Listed entries:
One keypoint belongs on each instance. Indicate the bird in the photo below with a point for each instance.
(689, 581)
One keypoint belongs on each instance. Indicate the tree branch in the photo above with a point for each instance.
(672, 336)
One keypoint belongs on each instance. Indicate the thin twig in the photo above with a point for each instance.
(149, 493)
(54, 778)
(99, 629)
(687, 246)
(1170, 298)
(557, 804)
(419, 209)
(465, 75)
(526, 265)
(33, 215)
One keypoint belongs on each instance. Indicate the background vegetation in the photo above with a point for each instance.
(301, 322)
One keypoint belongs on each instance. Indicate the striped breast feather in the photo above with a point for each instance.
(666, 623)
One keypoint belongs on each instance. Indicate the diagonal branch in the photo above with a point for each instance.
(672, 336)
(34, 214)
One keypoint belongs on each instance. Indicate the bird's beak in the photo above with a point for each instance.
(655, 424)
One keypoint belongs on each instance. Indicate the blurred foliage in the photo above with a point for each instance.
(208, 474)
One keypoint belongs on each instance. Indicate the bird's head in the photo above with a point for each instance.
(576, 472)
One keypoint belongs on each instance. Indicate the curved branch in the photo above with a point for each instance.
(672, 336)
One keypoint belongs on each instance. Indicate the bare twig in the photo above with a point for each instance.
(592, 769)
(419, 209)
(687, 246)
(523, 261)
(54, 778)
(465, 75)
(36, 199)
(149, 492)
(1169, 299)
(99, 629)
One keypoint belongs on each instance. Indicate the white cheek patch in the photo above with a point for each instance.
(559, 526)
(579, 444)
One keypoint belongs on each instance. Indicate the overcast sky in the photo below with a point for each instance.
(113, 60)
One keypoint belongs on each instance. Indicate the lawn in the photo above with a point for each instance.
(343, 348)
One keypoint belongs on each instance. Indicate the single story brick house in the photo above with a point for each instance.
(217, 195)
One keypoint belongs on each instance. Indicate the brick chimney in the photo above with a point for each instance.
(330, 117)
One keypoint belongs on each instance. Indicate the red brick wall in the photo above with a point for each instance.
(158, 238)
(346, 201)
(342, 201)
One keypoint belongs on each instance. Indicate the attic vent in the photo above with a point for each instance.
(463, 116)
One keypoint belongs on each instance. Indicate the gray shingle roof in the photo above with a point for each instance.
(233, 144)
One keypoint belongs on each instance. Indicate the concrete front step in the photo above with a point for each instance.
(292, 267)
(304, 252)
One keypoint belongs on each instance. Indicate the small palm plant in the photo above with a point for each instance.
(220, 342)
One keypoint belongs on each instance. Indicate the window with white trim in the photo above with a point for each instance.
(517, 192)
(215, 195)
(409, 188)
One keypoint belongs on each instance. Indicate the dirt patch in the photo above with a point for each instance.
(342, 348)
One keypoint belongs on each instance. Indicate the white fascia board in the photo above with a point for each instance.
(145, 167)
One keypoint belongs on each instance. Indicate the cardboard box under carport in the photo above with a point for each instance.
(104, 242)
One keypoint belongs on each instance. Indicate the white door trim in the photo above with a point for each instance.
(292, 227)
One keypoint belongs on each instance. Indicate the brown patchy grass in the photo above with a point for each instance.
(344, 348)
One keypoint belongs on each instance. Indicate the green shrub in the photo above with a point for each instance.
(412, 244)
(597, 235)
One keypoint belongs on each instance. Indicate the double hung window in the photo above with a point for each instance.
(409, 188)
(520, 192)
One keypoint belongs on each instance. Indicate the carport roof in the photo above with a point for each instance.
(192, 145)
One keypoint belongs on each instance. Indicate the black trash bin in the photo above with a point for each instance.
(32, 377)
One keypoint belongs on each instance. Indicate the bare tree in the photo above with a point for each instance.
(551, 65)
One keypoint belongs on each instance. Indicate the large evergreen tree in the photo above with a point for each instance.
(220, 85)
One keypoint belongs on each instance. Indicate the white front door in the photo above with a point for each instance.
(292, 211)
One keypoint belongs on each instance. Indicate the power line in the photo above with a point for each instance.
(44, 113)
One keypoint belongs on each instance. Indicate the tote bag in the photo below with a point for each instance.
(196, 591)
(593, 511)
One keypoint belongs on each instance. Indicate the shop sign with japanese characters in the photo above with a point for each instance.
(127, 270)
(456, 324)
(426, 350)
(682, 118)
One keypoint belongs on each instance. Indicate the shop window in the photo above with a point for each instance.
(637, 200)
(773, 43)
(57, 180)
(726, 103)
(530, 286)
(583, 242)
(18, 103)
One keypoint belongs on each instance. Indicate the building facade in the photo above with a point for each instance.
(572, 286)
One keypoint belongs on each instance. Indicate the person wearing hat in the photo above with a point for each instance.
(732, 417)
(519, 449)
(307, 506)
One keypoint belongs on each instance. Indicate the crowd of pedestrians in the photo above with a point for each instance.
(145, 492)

Short problem: Please format everything from the line containing "One keypoint belongs on each instance. Indicate the person" down to the last line of the entries, both ends included, as a Markdown table with the columns Row and Line, giving each line a row number and leaving out blank lines.

Result for this exercise:
| Row | Line |
|---|---|
| 1 | One keypoint belongs on each instance. Indicate the person wearing hat in the photo above with a point for each instance. |
| 2 | (732, 417) |
| 3 | (519, 449) |
| 4 | (307, 506) |
| 5 | One keypoint belongs on each instance. Indicate the crowd of pedestrians in the photo above with a point for each instance. |
| 6 | (145, 492) |